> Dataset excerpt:
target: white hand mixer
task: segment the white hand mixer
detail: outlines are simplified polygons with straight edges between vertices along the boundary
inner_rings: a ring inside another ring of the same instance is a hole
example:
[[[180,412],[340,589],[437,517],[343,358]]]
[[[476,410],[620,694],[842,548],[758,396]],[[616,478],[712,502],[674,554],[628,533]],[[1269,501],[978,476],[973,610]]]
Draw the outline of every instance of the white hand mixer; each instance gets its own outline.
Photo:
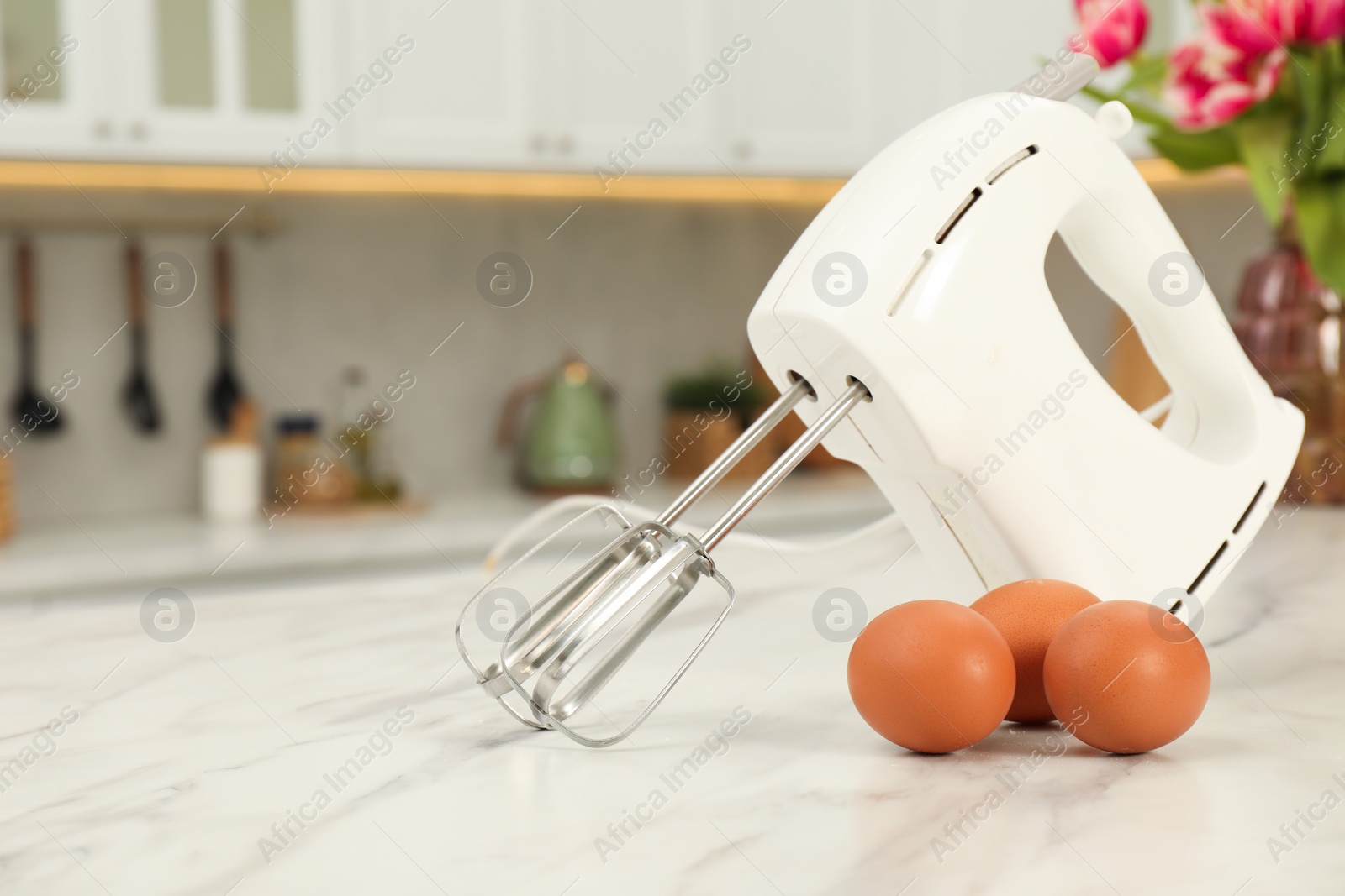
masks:
[[[1219,587],[1293,466],[1303,415],[1271,395],[1147,184],[1099,124],[1048,90],[955,106],[863,167],[795,243],[748,318],[776,400],[655,520],[609,504],[506,568],[463,610],[457,645],[516,719],[589,747],[627,737],[724,622],[712,552],[815,446],[863,467],[947,586],[971,600],[1028,576],[1099,596],[1173,591],[1184,618]],[[1029,85],[1032,82],[1028,82]],[[1036,94],[1036,95],[1034,95]],[[1116,126],[1116,118],[1120,125]],[[1072,337],[1046,286],[1060,234],[1134,321],[1171,395],[1137,414]],[[1170,279],[1174,278],[1176,279]],[[670,528],[784,416],[808,423],[699,537]],[[1166,412],[1162,426],[1150,423]],[[464,621],[589,517],[621,532],[523,613],[479,664]],[[689,596],[714,599],[674,622]],[[659,626],[681,650],[635,696],[608,693]],[[594,704],[604,695],[611,715]],[[580,724],[581,717],[603,724]]]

> Stated exercise: Change "vertices" to "corner points" in the lines from the start of the entries through the line containing "[[[180,412],[340,589],[437,517],[343,358]]]", and give back only those lines with nothing else altered.

> Task result:
target: white hand mixer
task: segment the white hand mixer
detail: outlines are simplified polygons with straight edges between corner points along the boundary
inner_rings: a ring inside another ring of the same instance is a hole
example:
[[[180,412],[340,589],[437,517],[343,358]]]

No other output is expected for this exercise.